== PROBLEM REQUIREMENTS ==
Rewrite the portion of the book review starting at "The book ends" and ending at "the time-hopping Pilot.", changing "afterword" to "epilogue".

== PASSAGE TO READ ==
With her fourth novel, “Provenance,” Leckie now seems to want to provide a jumping-on point for new readers, while giving longtime fans a textured portrait of another section of her science fictional universe. She makes a valiant effort, but the results are mixed.
“Provenance” begins with Ingray Aughskold trying to impress her chilly foster mother, embarrass her foster brother and disrupt the plans of one of her family’s political rivals. She has somehow orchestrated the escape of an infamous art thief from a supposedly unbreakable prison and hopes to compel him to reveal the whereabouts of some priceless historical artifacts known as “vestiges.” Unfortunately, the prisoner Ingray has freed/abducted swears he isn’t the individual she’s looking for, and his presence on Ingray’s home planet threatens to precipitate an interstellar incident among various human and alien factions.
Readers not steeped in the details of the Imperial Radch trilogy may find the opening chapters of “Provenance” slow going. Ingray is an engaging young protagonist, more resourceful than she gives herself credit for, but the initial vagueness of her plans and motivations hobbles the action. While avoiding awkward exposition, Leckie doesn’t provide the details that might make the relationships between families, planets and species as clear and understandable as they perhaps need to be for new-to-this-universe readers.
Gradually, the narrative gathers momentum as the plot weaves between a gauntlet of modes: “locked-room” mystery, caper, political thriller, hostage drama and a comedy of manners. Leckie handles most of them with aplomb. She also raises provocative questions about identity, family and self-esteem.
By the end, both neophytes and longtime Leckie fans are likely to be pleased with how Ingray’s quest for acceptance resolves itself. We don’t know whether Leckie has another trilogy in mind, but for the time being, “Provenance” is a welcome change of pace.
Archangel Script by William Gibson and Michael St. John Smith Art by Butch Guice (IDW Publishing; $24.99)
With the medium’s ability to focus on intricate, telling details, it would seem that the science fictional sensibilities of William Gibson would be well suited to comics and graphic novels. There have been a few adaptations of his work, most notably of “Neuromancer,” but Gibson has not chosen to tackle the medium head-on with an original script — until now.
“Archangel,” written by Gibson and Michael St. John Smith and with art by Butch Guice, is set in two universes and two time periods. In a 2016 in which many nations’ capitals have been reduced to radioactive rubble, the political leaders devise an escape hatch for themselves. Thanks to a contraption known as “the Splitter,” Vice President Bob Henderson Junior is able to travel to 1945 in a “habitable alternate continuum,” where he and his co-conspirators can, in the words of one opponent, “corrupt an entire functioning democracy ... and f— things up all over again, just the way they like it.” Henderson’s first task is to kill his own grandfather.
Fortunately, there are brave and dedicated fighters waiting in the new continuum, chief among them Naomi Givens of the British Royal Air Force, who resembles Scully of TV’s “X-Files” in both appearance and fortitude. Along with her American former lover, Capt. Vince Matthews, Givens investigates the surprise arrival of the Pilot, a heavily tattooed Marine who has come to Berlin to interrupt Henderson’s nefarious schemes.
Dense in its details and twisty in its plotting, “Archangel” generates the suspense of an intricately planned World War II espionage novel. The narrative demands close attention from readers, but Gibson’s work always does. Guice’s highly kinetic art works in service to the story, especially when the action cranks up.
The book ends with a series of panels that set everything that went before in a new perspective. Be sure to read Gibson’s afterword for his thoughts on the revisions necessary to make the series gibe with history and reality. It may leave you as disconcerted as the time-hopping Pilot.

== MATERIAL SUPPLIED ==
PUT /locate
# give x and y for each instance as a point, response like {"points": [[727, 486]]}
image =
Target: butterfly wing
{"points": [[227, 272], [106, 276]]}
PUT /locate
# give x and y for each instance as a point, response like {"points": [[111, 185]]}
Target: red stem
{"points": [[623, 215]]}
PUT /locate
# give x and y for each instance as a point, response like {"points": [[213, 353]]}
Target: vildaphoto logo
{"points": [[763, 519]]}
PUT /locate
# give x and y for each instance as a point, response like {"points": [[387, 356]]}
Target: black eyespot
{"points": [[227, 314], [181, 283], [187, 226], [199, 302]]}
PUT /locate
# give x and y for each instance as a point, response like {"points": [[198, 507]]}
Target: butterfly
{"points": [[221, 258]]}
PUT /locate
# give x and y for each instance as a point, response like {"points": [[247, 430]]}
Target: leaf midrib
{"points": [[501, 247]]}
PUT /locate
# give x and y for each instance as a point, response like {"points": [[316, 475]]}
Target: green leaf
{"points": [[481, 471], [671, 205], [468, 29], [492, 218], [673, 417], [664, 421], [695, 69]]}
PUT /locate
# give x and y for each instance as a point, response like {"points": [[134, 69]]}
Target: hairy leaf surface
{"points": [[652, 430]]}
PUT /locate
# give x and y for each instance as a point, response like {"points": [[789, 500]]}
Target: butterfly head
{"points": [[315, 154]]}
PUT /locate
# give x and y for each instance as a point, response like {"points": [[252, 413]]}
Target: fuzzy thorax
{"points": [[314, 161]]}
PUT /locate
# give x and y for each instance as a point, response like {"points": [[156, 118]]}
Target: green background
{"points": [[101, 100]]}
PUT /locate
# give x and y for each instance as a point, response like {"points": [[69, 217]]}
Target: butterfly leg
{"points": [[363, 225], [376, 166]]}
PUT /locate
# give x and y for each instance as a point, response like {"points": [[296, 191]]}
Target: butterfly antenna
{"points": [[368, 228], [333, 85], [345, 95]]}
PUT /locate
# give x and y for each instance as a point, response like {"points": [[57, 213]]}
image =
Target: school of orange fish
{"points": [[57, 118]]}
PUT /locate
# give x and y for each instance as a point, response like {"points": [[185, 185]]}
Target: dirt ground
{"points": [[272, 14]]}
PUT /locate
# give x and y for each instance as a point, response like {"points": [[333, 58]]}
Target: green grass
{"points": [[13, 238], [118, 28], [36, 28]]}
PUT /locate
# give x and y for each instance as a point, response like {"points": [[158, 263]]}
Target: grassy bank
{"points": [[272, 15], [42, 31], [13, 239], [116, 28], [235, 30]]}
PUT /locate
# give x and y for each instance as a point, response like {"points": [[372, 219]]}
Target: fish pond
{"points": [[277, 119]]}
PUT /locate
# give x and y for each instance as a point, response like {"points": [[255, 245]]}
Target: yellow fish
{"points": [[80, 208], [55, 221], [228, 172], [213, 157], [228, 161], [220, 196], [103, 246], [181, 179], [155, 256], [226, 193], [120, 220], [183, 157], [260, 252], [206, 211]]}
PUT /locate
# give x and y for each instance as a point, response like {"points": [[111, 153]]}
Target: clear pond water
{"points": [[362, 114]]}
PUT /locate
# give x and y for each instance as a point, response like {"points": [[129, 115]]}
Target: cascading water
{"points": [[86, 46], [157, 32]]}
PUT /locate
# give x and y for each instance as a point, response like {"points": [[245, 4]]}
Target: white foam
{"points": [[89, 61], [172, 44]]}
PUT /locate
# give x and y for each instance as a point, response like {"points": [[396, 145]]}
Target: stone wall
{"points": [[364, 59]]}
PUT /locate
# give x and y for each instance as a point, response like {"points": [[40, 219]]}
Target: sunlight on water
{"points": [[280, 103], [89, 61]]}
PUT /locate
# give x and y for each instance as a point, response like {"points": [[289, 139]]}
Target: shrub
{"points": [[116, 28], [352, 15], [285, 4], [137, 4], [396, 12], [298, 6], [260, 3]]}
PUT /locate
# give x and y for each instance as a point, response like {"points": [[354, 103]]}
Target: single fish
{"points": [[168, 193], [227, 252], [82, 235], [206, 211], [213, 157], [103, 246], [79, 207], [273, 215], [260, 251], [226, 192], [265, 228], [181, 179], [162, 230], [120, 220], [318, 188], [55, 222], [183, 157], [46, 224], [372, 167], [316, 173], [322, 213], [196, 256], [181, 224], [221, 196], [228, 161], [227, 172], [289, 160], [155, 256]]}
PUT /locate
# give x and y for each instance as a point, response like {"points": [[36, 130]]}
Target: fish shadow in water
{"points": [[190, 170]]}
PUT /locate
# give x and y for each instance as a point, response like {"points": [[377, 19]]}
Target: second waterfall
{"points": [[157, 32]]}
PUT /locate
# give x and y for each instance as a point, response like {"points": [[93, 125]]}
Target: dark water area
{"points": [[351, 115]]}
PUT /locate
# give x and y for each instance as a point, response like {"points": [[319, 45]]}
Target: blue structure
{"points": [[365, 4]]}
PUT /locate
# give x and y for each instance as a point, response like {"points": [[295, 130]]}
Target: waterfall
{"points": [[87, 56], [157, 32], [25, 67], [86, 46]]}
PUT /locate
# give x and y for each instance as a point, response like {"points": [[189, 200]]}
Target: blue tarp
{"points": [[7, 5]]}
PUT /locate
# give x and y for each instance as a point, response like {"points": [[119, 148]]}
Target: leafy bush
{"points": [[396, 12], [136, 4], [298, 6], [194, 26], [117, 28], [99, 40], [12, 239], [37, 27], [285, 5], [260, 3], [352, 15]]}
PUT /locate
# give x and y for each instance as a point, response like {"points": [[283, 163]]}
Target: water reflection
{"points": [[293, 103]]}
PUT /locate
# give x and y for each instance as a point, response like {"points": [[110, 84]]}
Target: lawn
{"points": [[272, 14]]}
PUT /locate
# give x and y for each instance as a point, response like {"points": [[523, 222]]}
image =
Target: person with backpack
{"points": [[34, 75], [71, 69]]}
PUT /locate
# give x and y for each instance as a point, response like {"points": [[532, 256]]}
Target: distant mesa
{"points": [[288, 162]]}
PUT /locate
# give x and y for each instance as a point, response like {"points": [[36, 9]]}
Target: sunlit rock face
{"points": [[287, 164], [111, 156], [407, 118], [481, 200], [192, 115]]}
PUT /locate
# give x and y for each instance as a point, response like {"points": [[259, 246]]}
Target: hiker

== RESPONSE ==
The book ends with a series of panels that set everything that went before in a new perspective. Be sure to read Gibson’s epilogue for his thoughts on the revisions necessary to make the series gibe with history and reality. It may leave you as disconcerted as the time-hopping Pilot.